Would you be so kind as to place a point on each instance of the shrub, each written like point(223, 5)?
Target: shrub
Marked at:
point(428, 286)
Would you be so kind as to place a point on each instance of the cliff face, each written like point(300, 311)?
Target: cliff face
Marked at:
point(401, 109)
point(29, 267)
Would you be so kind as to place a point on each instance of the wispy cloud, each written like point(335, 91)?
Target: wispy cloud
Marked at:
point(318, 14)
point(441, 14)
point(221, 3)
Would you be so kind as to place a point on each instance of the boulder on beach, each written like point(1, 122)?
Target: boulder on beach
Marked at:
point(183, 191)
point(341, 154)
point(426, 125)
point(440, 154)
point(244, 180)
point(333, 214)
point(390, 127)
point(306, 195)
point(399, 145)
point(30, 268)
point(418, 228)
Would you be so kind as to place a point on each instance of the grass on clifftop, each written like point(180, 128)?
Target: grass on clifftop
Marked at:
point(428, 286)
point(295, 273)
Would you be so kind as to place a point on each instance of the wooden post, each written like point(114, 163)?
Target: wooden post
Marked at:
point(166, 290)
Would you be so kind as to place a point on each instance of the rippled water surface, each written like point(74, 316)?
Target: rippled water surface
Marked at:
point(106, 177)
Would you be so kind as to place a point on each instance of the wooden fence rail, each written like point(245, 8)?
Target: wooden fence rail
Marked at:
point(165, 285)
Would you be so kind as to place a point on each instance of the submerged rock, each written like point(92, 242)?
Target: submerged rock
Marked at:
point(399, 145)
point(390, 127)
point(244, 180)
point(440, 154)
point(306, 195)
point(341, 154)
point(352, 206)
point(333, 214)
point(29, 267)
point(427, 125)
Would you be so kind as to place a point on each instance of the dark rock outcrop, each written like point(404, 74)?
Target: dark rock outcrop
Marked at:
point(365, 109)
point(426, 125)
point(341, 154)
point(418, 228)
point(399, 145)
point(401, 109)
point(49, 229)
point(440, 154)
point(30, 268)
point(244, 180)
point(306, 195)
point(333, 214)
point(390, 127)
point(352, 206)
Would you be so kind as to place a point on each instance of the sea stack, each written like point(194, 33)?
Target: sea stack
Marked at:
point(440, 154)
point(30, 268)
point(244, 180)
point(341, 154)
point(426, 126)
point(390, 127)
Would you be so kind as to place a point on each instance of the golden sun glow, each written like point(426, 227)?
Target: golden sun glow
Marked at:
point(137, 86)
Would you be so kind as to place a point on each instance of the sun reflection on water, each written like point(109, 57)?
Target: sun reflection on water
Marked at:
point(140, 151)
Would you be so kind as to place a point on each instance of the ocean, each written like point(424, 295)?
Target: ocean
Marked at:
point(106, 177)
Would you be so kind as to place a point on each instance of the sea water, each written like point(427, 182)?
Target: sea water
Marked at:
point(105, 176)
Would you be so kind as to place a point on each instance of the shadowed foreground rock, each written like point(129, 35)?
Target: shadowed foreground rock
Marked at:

• **Your instructions**: Output each record exactly, leaving nothing out.

• **Result for this task**:
Would you be so kind as to place a point on each instance of the shrub, each written like point(223, 5)?
Target: shrub
Marked at:
point(428, 286)
Would you be so kind as to place a point on each instance of the cliff face, each written like point(300, 311)?
Target: cliff face
Marked at:
point(401, 109)
point(29, 267)
Would you be so kind as to place a point on each instance of the wispy cloud, each written like point(335, 91)?
Target: wispy cloud
Marked at:
point(318, 14)
point(441, 14)
point(221, 3)
Would you be so kind as to place a point on each instance of the boulder on beach, each written like point(1, 122)?
Target: boulder on beach
Marked at:
point(183, 191)
point(341, 154)
point(426, 125)
point(440, 154)
point(244, 180)
point(333, 214)
point(390, 127)
point(306, 195)
point(399, 145)
point(30, 268)
point(418, 228)
Would you be so kind as to place a point on each instance of the grass on clifftop, each written like point(180, 128)?
Target: grass on clifftop
Marked at:
point(428, 286)
point(295, 273)
Would you be so kind as to place a point on each instance of the wooden post, each written like point(114, 163)?
Target: wooden post
Marked at:
point(166, 290)
Would you be so kind as to place a point on each instance of the rippled water surface, each written like point(74, 316)?
Target: rippled water surface
Marked at:
point(106, 177)
Would you be so kind as to place a point on each instance of the wooden fence rail, each written like point(245, 8)?
Target: wooden fence rail
Marked at:
point(165, 285)
Would you be so kind as to place a point on each instance of the submerged rock, each written like point(92, 242)?
Target: submerged rock
Marked at:
point(399, 145)
point(390, 127)
point(244, 180)
point(440, 154)
point(306, 195)
point(341, 154)
point(352, 206)
point(333, 214)
point(29, 267)
point(427, 125)
Would you be so kind as to place a point on each instance of the dark rock outcrop, each written like point(404, 74)?
Target: dark rock outcrop
Marked at:
point(365, 109)
point(426, 125)
point(341, 154)
point(418, 228)
point(399, 145)
point(401, 109)
point(49, 229)
point(440, 154)
point(30, 268)
point(244, 180)
point(306, 195)
point(333, 214)
point(390, 127)
point(352, 206)
Would you be so kind as to place a point on each instance of the sea stack, each written like point(194, 33)?
Target: sea stack
Marked at:
point(440, 154)
point(30, 268)
point(244, 180)
point(341, 154)
point(426, 126)
point(390, 127)
Would you be so kind as to place a point on each instance of the golden sun glow, each written like point(426, 227)?
Target: golden sun glow
Marked at:
point(137, 86)
Would you be so kind as to place a point on each instance of the sun reflection on water, each written like point(109, 57)?
Target: sun reflection on water
Marked at:
point(140, 151)
Would you be so kind as to place a point on each instance of the ocean, each written like point(424, 295)?
Target: ocean
Marked at:
point(106, 177)
Would you be so kind as to place a point on each instance of the sea water, each written like point(427, 182)?
Target: sea water
Marked at:
point(105, 176)
Would you be so kind as to place a point on each instance of the shadowed foreground rock, each written like point(129, 35)?
Target: shadowed foreground rock
Marked at:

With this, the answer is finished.